╭─ Extrait présenté
La religion nous enseigne que le champ sémantique du terme bonheur est large et renvoie autant aux plaisirs matériels permis qu’aux plaisirs et joies psychiques et spirituels. « Dis: «De la grâce de Dieu et de Sa miséricorde, c’est de cela qu’ils doivent devraient se réjouir. Ceci est bien meilleur  que tout ce qu’ils amassent » (Coran, Yûnus : 58). Aussi, le Prophète sws a dit que le jeûneur a deux joies comme rapporté par al-Bukhârî et Muslim. De par Sa justice et Son équité, Dieu a fait de la satisfaction et de la certitude une source de bonheur et de vie, et a fait de l’insatisfaction et du doute une source de soucis et de malheur »[5]

C’est ainsi que nous pouvons appréhender le caractère spirituel du bonheur. Etre heureux signifie donc être un serviteur reconnaissant, et non pas quelqu’un d’ingrat envers les bienfaits de Dieu. Car ne pas ressentir les dons que Dieu nous a accordés et n’y éprouver aucun bonheur constitue une ingratitude. 

Le bonheur est donc une attitude et un état d’esprit qui renseignent sur le degré de perfection de la foi et de maturité de la spiritualité. Dans une invocation prophétique, le serviteur dit à son Seigneur : « Je reconnais les bienfaits dont Tu m'as gratifiés, et je reconnais mes péchés ». En faisant cette invocation, le musulman reconnaît ne pas être digne de ces larges dons, et admet ne les recevoir que par pure faveur du Donateur et Généreux. 

Malgré la grande difficulté que nous éprouvons à définir le bonheur, je soutiens que chacun d’entre nous en a une connaissance globale. Car quiconque en est privé peut affirmer qu’il n’est pas heureux, quand bien même il serait incapable de dire comment et par quels moyens il pourrait être heureux. 

Le besoin de bonheur n’est pas un besoin accessoire ou de divertissement, mais un besoin vital. Aristote considérait le bonheur comme étant l’essence de la vie, le bien suprême qu’il appela Eudaimonia. Il avançait que les humains aspiraient au bonheur. Même ceux qui ambitionnent le pouvoir, l’autorité et la mainmise - en recourant à la torture et à la cruauté-, aspirent en vérité au bonheur, mais ils échouent dans leur quête du bon chemin qui y mène.
╰─
== Série d'exercices ==
(a) Recopiez du texte sur le bonheur tout ce qui va de « Le besoin de » jusqu'à « qui y mène. ».
(b) D'après le texte sur le bonheur, quel nom Aristote a-t-il donné au bien suprême ?
╭─ Section des données
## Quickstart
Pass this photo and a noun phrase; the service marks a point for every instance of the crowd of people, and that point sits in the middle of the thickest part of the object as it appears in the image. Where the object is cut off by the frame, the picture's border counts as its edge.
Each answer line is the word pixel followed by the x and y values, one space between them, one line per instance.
╰─
== Réponses par exercice ==
(a)
Le besoin de bonheur n’est pas un besoin accessoire ou de divertissement, mais un besoin vital. Aristote considérait le bonheur comme étant l’essence de la vie, le bien suprême qu’il appela Eudaimonia. Il avançait que les humains aspiraient au bonheur. Même ceux qui ambitionnent le pouvoir, l’autorité et la mainmise - en recourant à la torture et à la cruauté-, aspirent en vérité au bonheur, mais ils échouent dans leur quête du bon chemin qui y mène.

(b) Eudaimonia.